The sartorial Safavid precedent can also be seen in Shah Suleiman I and His Courtiers, in which many of the aristocrats and even the shah himself wear kordi with similar floral patterns in an assortment of colors. As I have suggested, Qasem Khan’s style of dress was adapted from the Safavids and altered by the Qajars. By dressing in garments typically associated with the Safavid dynasty, the emir aligns himself with a particular era of Persian court culture that exudes sophistication and refinement. This manifests not only in what he wears, but also the manner in which he carries himself.

Emir Qasem Khan’s body language creates a recognizable link with ancient Persian culture. His shoulders and chest are frontally positioned towards the viewer, while his head and the rest of his body are presented in three-quarter view. His left hand rests on the hilt of his dagger, while his right hand is suspended against his overcoat and held close to his body. His broad shoulders and the positioning of his arms convey strength, confidence, and kingly power. The mixing of frontal and three-quarter views is a defining trait of the Sassanian style, and can be seen in a Sassanian silver plate depicting the king Yazdegerd I slaying a stag (Fig. 4). As the king thrusts his spear into the animal’s side, his head is presented in strong three-quarter view, while his shoulders, chest, and torso are frontally positioned. A significant convention of Sassanian art, this combination of perspectives is another way in which Qasem Khan visually evokes traditional artistic conventions.

= Goal 1 =
Scale the records, beginning at the line that contains "For this challenge, identify the firework" and stopping at the final line of the records. Reproduce every one of those lines, requests included, and multiply each answer coordinate by 0.9, rounding to whole numbers with halves rounded up, while leaving the sample coordinates in the requests unchanged.
The passage and the records are unrelated material.

= Records for the task =
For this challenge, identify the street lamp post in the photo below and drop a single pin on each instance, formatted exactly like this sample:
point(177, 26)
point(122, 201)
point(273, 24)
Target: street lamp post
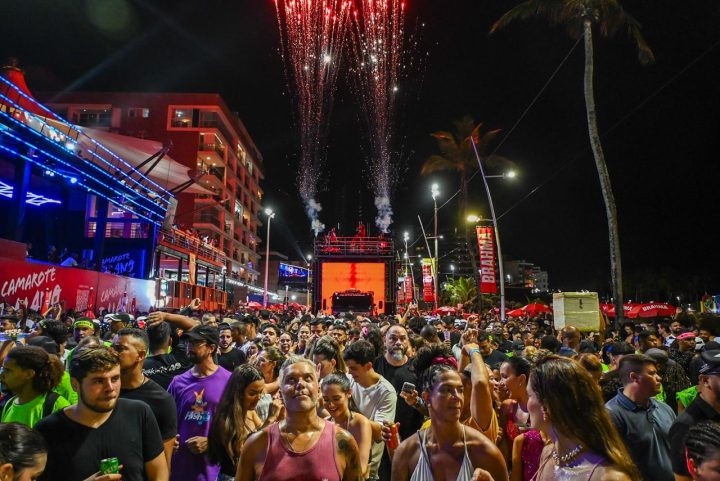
point(494, 219)
point(435, 193)
point(269, 212)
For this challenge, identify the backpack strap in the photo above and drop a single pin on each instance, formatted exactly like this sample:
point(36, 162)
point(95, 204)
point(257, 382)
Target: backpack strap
point(49, 403)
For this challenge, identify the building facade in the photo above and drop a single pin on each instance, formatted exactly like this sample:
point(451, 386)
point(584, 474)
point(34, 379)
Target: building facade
point(210, 140)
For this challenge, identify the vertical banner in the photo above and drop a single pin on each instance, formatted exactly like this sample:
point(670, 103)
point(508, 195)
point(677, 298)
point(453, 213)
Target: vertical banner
point(428, 284)
point(409, 289)
point(486, 247)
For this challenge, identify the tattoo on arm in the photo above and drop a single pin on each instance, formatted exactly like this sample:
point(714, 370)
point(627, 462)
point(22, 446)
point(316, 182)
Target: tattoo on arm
point(347, 446)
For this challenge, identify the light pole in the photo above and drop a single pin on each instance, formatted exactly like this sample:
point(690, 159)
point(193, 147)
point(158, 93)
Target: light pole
point(309, 259)
point(509, 175)
point(435, 193)
point(269, 212)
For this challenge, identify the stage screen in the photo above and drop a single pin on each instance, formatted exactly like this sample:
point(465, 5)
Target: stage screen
point(292, 276)
point(363, 276)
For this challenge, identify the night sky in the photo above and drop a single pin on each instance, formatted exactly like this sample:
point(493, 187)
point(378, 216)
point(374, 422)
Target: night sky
point(660, 123)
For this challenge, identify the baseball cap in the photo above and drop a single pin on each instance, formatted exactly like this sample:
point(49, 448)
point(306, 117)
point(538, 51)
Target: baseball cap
point(710, 363)
point(45, 343)
point(208, 334)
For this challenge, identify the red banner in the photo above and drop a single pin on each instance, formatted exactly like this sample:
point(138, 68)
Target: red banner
point(409, 289)
point(428, 284)
point(486, 246)
point(80, 289)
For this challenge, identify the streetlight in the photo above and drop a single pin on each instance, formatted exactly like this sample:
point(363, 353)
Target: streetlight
point(269, 212)
point(509, 175)
point(435, 191)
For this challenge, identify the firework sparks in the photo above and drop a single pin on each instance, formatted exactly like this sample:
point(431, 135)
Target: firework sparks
point(312, 35)
point(379, 64)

= Goal 2 =
Repeat the passage on Qasem Khan's portrait word for word.

= Expected output 1 =
For this challenge, identify the firework sparks in the photo above and drop a single pin on each instance, formatted exactly like this sample:
point(431, 135)
Target: firework sparks
point(281, 32)
point(341, 58)

= Expected output 2 =
The sartorial Safavid precedent can also be seen in Shah Suleiman I and His Courtiers, in which many of the aristocrats and even the shah himself wear kordi with similar floral patterns in an assortment of colors. As I have suggested, Qasem Khan’s style of dress was adapted from the Safavids and altered by the Qajars. By dressing in garments typically associated with the Safavid dynasty, the emir aligns himself with a particular era of Persian court culture that exudes sophistication and refinement. This manifests not only in what he wears, but also the manner in which he carries himself.

Emir Qasem Khan’s body language creates a recognizable link with ancient Persian culture. His shoulders and chest are frontally positioned towards the viewer, while his head and the rest of his body are presented in three-quarter view. His left hand rests on the hilt of his dagger, while his right hand is suspended against his overcoat and held close to his body. His broad shoulders and the positioning of his arms convey strength, confidence, and kingly power. The mixing of frontal and three-quarter views is a defining trait of the Sassanian style, and can be seen in a Sassanian silver plate depicting the king Yazdegerd I slaying a stag (Fig. 4). As the king thrusts his spear into the animal’s side, his head is presented in strong three-quarter view, while his shoulders, chest, and torso are frontally positioned. A significant convention of Sassanian art, this combination of perspectives is another way in which Qasem Khan visually evokes traditional artistic conventions.